Picture shape labeling items:
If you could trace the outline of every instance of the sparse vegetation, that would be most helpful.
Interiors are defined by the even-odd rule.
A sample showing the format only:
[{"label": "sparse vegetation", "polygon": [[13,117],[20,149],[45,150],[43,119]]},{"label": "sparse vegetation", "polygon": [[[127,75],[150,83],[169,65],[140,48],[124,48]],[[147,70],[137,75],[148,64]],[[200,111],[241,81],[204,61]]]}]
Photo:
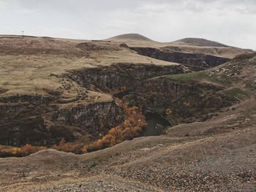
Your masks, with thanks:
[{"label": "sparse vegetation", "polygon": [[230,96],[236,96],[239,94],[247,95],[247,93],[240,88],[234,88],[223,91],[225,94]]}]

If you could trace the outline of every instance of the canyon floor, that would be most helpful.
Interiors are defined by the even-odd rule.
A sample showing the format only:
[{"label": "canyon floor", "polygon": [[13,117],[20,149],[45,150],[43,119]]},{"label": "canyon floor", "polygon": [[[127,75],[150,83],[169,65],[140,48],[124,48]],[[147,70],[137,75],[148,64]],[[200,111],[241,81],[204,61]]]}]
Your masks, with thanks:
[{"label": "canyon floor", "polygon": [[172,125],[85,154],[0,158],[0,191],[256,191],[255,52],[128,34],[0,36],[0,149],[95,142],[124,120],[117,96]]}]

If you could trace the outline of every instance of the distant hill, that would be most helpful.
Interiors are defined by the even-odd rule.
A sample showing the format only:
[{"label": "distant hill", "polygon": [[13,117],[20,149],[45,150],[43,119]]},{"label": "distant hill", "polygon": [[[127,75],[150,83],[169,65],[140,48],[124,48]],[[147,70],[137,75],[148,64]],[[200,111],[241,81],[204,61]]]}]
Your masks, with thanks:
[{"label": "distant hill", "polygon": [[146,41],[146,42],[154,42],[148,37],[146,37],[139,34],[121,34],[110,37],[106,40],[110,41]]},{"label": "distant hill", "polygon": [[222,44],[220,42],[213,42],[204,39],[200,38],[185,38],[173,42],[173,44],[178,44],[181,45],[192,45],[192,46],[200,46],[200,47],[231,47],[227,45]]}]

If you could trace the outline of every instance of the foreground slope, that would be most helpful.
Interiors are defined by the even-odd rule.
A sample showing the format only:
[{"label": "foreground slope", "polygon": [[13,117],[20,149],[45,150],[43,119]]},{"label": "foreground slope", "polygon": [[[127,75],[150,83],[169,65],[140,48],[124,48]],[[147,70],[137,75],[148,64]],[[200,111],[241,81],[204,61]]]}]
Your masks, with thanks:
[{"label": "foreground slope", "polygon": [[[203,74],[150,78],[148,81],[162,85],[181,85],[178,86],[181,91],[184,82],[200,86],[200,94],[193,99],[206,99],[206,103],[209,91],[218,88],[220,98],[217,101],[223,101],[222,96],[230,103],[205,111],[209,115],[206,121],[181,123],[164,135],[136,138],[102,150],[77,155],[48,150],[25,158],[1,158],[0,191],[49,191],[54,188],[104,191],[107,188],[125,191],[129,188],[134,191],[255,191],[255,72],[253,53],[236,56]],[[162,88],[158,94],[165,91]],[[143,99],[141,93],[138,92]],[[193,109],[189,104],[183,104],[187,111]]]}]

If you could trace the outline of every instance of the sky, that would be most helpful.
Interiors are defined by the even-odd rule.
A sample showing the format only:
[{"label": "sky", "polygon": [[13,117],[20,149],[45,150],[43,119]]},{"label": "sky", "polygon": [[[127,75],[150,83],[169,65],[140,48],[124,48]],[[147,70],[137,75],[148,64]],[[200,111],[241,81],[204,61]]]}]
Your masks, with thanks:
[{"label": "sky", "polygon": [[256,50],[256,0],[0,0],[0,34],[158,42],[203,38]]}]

**Exercise description**
Could you write out again the lines starting with the line containing "sky, that would be most helpful." and going on through the end of the records, with every polygon coordinate in the answer multiplied by 1.4 and rounded to a whole number, halves rounding up? Leave the numbers in the format sample unchanged.

**Answer to the problem**
If you could trace the outline of every instance of the sky, that would be most helpful.
Interiors are defined by the even-odd rule.
A sample showing the format only:
[{"label": "sky", "polygon": [[13,117],[20,149],[45,150],[43,119]]},{"label": "sky", "polygon": [[[127,75],[150,83],[169,65],[140,48],[124,48]],[[147,70],[137,75],[148,64]],[[200,111],[241,81],[204,61]]]}]
Your masks, with thanks:
[{"label": "sky", "polygon": [[358,70],[358,0],[0,0],[0,48],[221,59],[284,53]]}]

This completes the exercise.